Eberhard-Ludwigs-Gymnasium is a gymnasium in Stuttgart established in 1686.

History
The school was established in 1686 as Gymnasium illustre (zu Stuttgart), seemingly honouring the Illustrious Gymnasium in Gotha, known by that name since about 1600. In 1881, during the reign of Charles I of Württemberg, because of overcrowding, the Karls-Gymnasium was established and took over 18 of its 39 classes. At this time, it changed its name to the current one after Eberhard Louis, Duke of Württemberg, who had been under age and under guardianship at the time of the school's foundation.

Building
The first building in what is today, Gymnasiumstraße in Stuttgart, was built in 1686 and converted in 1840. A new building erected in 1903 in Holzgartenstraße was destroyed in 1944 during a nocturnal bomb attack on Stuttgart. The school was then accommodated in the buildings of the Zeppelin-Gymnasium until the new buildings on the site of the former villa of Ferdinand von Zeppelin at Herdweg 72 had been completed in 1957.

The new building was developed by a team led by the architect Hans Bregler, a former pupil who had completed his abitur in 1941. This building became heritage protected because of its prize-winning architecture (Paul Bonatz Prize 1959).
* * * * * * *
DESCRIPTION OF THE TASK. Please return the stretch of the Eberhard-Ludwigs-Gymnasium text from "Eberhard-Ludwigs-Gymnasium is a" through "the school's foundation.", copied word for word. The data that comes next isn't needed for anything here.

SOURCE MATERIAL.
* * * * * * *
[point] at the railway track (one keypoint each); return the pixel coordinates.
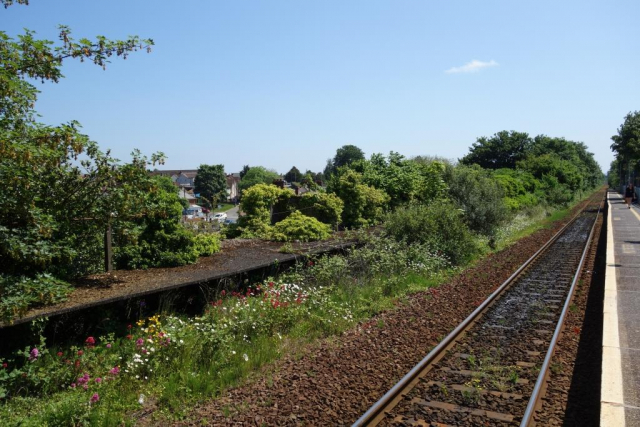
(491, 369)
* * * * * * *
THE REPLY.
Eberhard-Ludwigs-Gymnasium is a gymnasium in Stuttgart established in 1686.

History
The school was established in 1686 as Gymnasium illustre (zu Stuttgart), seemingly honouring the Illustrious Gymnasium in Gotha, known by that name since about 1600. In 1881, during the reign of Charles I of Württemberg, because of overcrowding, the Karls-Gymnasium was established and took over 18 of its 39 classes. At this time, it changed its name to the current one after Eberhard Louis, Duke of Württemberg, who had been under age and under guardianship at the time of the school's foundation.